[Start of section]

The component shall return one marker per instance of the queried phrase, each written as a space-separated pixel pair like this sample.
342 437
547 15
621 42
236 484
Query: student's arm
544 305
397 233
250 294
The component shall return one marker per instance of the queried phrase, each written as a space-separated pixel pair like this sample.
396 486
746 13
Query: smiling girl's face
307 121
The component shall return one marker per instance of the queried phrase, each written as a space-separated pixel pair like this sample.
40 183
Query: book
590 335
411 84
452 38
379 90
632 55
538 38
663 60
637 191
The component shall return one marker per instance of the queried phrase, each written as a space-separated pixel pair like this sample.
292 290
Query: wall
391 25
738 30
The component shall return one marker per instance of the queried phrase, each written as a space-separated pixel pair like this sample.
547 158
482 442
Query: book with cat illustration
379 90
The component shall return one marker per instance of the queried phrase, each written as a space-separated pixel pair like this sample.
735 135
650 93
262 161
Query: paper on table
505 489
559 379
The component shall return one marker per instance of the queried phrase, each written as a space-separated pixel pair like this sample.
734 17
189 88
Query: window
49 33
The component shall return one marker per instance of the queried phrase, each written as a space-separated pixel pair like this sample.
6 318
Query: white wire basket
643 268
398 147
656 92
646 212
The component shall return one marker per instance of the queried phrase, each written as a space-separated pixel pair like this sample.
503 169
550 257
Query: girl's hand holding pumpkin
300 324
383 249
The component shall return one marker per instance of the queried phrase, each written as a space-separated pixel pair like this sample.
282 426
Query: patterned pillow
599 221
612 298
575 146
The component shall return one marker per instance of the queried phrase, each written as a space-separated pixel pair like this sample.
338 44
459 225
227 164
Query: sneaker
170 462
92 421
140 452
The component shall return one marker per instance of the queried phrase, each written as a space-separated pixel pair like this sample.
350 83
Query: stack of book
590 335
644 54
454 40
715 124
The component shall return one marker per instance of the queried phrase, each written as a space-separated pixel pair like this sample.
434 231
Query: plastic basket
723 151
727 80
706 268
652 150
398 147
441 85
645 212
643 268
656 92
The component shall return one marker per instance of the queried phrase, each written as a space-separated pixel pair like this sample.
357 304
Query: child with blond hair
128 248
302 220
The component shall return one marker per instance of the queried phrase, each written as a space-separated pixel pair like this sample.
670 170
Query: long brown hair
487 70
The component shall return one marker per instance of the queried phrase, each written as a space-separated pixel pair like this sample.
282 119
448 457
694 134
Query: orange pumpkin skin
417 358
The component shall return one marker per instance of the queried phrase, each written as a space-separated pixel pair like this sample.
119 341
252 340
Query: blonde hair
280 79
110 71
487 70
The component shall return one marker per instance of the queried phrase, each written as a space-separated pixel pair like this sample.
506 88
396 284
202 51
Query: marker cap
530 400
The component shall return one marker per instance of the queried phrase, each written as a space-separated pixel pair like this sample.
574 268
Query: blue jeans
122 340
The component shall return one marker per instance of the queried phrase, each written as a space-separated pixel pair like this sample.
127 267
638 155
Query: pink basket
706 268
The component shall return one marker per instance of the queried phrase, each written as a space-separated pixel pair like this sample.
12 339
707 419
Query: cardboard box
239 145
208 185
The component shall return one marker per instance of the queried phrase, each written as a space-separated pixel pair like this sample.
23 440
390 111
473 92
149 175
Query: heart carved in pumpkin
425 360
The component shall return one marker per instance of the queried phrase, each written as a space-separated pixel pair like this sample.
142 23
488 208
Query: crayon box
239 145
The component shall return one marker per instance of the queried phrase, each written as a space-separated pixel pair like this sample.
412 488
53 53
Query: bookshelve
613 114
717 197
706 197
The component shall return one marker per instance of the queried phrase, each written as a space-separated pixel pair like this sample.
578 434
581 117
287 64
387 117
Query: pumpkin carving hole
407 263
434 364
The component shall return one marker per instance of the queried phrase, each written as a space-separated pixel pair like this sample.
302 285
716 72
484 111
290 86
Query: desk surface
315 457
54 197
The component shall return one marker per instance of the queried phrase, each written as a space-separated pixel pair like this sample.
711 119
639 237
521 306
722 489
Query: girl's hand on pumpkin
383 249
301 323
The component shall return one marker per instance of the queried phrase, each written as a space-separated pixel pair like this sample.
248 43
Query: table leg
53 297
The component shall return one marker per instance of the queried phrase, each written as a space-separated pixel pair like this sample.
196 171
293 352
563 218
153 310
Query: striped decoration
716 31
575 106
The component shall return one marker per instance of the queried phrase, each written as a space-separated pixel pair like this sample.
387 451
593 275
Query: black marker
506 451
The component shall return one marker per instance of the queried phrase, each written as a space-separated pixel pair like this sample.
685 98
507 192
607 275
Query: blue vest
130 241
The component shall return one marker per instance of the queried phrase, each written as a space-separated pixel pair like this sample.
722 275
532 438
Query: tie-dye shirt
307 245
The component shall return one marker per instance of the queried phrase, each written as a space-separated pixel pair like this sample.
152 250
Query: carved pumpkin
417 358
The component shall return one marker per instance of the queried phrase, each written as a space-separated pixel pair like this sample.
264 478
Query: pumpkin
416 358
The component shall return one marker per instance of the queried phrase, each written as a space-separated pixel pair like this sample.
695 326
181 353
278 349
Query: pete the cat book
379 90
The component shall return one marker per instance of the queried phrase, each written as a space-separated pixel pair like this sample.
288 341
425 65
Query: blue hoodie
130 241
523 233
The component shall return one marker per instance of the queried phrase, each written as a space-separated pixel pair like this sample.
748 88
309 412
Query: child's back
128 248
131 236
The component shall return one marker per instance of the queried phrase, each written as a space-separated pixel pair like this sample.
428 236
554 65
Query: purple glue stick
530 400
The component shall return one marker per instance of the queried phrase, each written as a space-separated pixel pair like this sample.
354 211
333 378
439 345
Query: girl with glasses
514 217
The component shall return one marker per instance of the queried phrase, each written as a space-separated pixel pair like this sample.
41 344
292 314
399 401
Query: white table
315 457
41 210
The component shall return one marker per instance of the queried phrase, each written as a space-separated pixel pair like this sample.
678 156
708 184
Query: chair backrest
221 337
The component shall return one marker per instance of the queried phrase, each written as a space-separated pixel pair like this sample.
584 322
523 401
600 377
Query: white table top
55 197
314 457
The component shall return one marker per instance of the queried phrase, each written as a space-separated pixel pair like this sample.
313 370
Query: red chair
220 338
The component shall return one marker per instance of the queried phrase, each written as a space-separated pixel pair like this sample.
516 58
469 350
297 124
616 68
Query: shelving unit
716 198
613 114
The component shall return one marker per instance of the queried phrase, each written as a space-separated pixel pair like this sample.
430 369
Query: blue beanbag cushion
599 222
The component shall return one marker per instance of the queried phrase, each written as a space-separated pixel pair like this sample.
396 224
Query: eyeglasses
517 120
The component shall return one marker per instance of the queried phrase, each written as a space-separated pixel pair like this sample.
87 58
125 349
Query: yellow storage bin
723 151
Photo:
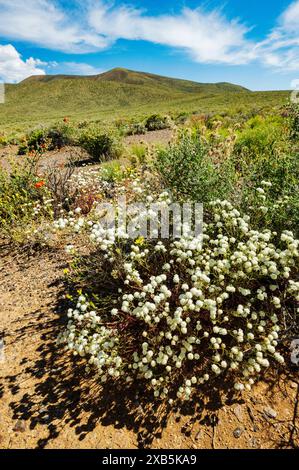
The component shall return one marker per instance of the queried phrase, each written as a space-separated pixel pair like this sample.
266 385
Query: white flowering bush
176 314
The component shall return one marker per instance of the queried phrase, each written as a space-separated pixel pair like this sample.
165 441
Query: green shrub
36 139
173 316
276 204
259 137
157 122
293 112
59 136
22 196
100 146
135 128
187 170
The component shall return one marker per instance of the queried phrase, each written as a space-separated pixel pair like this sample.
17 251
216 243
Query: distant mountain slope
131 77
116 93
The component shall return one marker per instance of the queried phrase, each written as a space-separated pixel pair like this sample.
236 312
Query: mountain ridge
127 76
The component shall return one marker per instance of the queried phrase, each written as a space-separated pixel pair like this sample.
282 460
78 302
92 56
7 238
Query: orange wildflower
39 184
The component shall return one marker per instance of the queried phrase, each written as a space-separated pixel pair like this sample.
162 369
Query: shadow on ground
64 395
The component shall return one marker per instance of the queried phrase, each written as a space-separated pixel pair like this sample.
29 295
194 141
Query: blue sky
253 43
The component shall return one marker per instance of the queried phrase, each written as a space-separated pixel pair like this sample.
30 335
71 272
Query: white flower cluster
186 313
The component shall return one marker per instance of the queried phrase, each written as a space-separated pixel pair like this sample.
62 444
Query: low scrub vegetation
176 314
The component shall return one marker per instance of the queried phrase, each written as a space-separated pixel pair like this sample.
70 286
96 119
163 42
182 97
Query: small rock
238 433
254 443
20 426
238 412
270 413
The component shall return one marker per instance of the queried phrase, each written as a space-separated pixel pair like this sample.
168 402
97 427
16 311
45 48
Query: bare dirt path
47 400
8 154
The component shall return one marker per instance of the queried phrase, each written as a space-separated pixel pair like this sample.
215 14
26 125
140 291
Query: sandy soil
47 402
8 154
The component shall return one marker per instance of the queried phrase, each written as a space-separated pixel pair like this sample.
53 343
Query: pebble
20 426
238 433
270 412
238 412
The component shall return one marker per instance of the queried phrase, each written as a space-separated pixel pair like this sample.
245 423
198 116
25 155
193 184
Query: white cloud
280 49
85 26
43 23
290 18
13 68
77 68
208 37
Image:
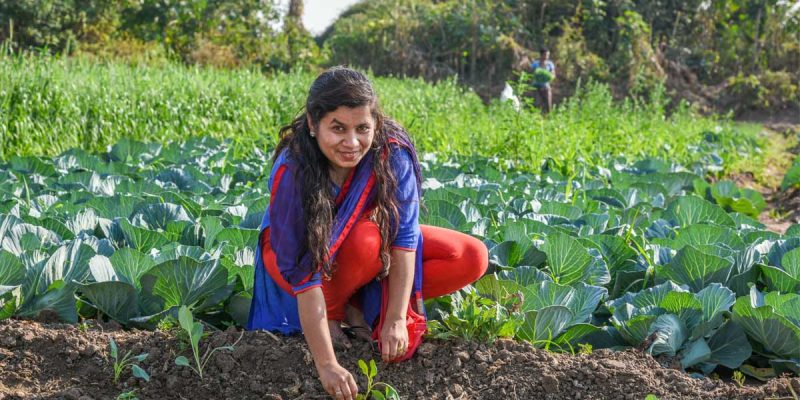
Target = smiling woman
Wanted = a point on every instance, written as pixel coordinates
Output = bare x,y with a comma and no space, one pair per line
341,241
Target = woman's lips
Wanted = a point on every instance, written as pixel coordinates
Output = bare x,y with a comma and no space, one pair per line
348,155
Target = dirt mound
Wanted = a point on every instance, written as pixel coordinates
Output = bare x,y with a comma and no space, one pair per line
61,361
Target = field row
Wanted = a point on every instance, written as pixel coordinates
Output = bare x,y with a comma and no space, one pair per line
619,255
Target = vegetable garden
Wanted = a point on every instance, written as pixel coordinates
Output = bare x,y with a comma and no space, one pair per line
640,249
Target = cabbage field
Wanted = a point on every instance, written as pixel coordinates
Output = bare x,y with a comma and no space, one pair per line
616,256
597,240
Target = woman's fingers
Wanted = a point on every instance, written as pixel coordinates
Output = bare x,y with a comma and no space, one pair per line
344,391
351,382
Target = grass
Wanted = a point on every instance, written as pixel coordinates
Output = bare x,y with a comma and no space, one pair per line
50,104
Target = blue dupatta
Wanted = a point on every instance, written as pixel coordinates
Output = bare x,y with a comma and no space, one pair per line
274,309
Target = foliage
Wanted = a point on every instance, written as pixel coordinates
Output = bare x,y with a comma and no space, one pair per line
195,331
767,90
472,317
216,33
372,392
127,361
739,378
144,230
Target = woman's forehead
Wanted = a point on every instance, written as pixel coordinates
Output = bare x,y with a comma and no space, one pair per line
350,115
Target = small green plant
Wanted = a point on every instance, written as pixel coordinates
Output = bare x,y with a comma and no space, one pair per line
129,395
739,378
473,317
372,392
195,332
127,361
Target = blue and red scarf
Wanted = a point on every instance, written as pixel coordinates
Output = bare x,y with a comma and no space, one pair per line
274,309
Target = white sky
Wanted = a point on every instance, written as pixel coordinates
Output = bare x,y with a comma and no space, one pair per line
319,14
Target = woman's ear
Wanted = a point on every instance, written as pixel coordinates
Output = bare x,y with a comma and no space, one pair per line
310,125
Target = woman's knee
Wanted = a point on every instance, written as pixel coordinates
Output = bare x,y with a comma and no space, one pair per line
362,245
474,259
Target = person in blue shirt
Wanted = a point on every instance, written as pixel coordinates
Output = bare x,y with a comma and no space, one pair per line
341,243
543,93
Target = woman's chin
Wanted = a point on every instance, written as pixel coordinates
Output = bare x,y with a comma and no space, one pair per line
348,162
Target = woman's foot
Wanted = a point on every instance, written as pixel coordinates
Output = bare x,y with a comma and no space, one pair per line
338,337
357,325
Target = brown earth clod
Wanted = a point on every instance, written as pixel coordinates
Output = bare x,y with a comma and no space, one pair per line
58,361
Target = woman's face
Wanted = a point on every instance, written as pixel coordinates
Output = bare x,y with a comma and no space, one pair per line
345,135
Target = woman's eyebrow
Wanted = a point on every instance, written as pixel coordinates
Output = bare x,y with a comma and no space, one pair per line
336,121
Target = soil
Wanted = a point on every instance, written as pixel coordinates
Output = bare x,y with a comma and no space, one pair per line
61,361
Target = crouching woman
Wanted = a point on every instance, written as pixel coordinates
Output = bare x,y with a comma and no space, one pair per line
341,242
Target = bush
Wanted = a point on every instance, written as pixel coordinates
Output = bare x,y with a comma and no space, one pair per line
768,90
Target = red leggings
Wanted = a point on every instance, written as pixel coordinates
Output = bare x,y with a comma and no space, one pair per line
450,261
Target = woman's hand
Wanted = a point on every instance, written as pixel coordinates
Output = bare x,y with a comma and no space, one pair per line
337,381
394,339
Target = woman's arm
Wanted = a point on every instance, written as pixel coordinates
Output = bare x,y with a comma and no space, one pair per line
337,381
394,334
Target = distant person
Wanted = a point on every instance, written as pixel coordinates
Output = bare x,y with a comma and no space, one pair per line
341,241
544,71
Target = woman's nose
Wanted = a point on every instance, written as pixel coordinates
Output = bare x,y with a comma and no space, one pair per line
350,139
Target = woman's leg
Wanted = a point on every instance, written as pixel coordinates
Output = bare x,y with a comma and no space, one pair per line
357,263
450,260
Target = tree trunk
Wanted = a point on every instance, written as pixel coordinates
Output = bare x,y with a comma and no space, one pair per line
295,15
757,38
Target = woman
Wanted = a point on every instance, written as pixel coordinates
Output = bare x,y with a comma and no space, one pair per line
341,241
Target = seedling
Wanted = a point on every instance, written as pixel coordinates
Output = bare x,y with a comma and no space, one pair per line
127,361
195,331
129,395
739,378
372,392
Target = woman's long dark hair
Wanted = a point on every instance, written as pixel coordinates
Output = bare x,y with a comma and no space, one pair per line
334,88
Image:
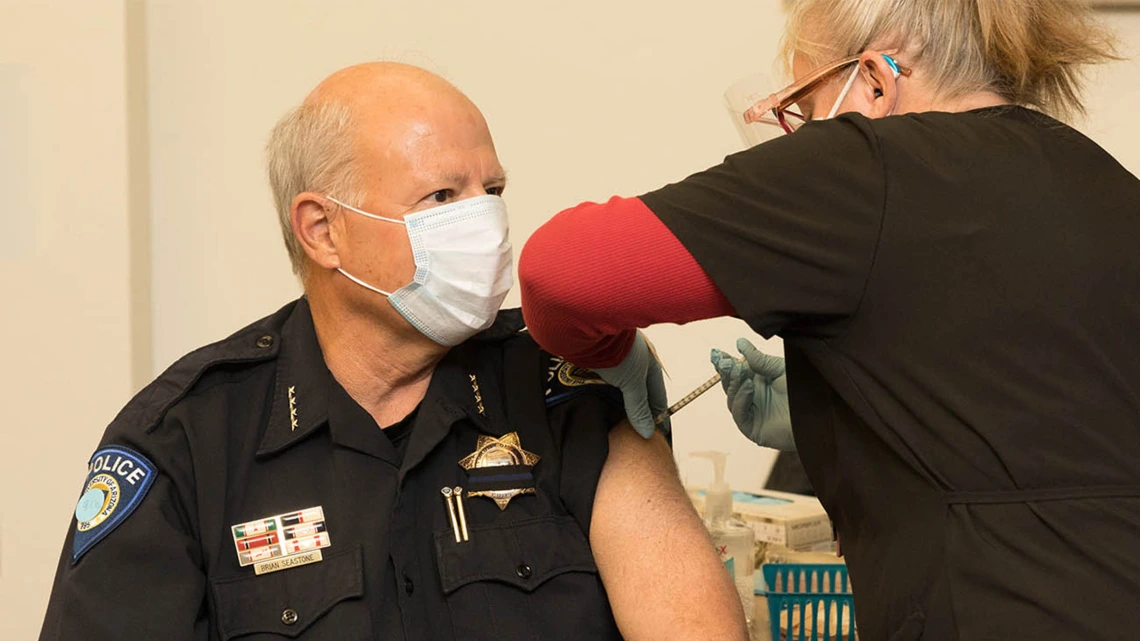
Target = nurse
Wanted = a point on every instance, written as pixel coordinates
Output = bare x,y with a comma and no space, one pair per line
955,275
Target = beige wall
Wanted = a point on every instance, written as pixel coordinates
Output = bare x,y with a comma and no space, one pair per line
64,273
112,134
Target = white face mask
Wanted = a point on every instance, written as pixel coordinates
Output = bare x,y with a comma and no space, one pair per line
463,267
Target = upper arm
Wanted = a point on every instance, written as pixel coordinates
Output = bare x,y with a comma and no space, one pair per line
662,576
787,229
141,579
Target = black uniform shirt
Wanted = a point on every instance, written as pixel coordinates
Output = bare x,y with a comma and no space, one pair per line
255,427
959,300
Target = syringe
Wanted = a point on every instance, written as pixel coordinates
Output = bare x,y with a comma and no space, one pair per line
689,398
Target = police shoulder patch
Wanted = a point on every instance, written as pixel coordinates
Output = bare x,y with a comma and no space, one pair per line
566,380
117,479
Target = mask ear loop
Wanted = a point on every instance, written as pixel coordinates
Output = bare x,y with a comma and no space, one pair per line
373,216
843,95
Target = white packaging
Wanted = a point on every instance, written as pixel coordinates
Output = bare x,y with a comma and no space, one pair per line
792,520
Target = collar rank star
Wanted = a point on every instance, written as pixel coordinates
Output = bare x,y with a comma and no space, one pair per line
282,542
499,469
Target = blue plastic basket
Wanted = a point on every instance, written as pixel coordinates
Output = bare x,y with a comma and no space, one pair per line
816,594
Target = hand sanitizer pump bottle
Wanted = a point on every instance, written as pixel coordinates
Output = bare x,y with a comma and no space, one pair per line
732,538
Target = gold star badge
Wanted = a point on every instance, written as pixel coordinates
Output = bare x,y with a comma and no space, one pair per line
504,452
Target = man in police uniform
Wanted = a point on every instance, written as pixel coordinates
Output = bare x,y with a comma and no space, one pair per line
250,492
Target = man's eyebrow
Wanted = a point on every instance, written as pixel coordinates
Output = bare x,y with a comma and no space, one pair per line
499,177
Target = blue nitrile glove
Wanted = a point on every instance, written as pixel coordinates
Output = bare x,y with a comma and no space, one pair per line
757,391
642,384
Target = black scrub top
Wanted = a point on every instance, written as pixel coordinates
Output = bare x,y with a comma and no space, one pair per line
960,301
255,427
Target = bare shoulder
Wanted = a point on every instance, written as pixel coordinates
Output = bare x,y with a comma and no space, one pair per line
654,557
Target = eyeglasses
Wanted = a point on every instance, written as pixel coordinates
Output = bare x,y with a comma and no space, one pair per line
776,107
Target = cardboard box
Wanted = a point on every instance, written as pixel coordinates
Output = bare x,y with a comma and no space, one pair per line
792,520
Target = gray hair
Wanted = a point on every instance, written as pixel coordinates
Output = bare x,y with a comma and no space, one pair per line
310,149
1029,51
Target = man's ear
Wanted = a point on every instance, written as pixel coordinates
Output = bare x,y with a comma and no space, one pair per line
881,82
310,216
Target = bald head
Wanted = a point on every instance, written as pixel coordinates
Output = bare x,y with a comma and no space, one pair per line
380,135
384,86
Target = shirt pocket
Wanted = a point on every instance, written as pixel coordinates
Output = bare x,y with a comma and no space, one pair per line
529,579
312,602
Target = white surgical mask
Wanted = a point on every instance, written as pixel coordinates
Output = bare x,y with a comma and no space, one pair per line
463,267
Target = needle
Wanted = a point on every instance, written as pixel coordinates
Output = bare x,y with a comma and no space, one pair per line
689,398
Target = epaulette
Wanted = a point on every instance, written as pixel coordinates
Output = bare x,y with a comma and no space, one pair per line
566,380
257,342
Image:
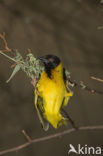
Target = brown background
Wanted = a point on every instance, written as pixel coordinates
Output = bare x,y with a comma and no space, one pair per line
69,29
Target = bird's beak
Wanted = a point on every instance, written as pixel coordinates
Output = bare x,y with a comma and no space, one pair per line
43,59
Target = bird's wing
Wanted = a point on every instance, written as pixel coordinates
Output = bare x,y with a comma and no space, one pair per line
38,106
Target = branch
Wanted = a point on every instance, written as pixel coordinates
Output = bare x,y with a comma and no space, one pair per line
52,136
98,79
84,87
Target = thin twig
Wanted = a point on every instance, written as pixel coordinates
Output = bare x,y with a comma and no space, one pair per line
26,135
2,36
98,79
56,135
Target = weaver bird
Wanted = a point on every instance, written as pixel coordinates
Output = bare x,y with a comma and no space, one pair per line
51,93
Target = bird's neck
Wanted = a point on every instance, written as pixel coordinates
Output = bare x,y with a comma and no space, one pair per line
57,73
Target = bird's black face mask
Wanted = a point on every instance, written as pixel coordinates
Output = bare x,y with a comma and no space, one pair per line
50,62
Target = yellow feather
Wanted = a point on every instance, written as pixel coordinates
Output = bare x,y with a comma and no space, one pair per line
54,94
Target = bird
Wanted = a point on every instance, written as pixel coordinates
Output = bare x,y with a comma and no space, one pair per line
51,94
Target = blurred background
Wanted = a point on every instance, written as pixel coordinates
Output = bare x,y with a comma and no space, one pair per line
70,30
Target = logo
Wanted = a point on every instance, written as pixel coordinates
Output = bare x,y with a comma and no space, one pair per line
84,150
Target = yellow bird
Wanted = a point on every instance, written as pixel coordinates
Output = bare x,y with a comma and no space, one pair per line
51,93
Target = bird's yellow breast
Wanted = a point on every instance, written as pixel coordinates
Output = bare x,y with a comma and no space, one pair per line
52,91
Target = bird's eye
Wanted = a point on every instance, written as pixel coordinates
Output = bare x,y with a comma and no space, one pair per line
51,60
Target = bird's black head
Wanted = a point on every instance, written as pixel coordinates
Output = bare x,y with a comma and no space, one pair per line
50,62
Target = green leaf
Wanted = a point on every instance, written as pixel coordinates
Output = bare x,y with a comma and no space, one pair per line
16,69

[End of section]

Go over the listing above and return each line with "person".

* [COMPLETED TASK]
Target = person in blue shirt
Target = distant person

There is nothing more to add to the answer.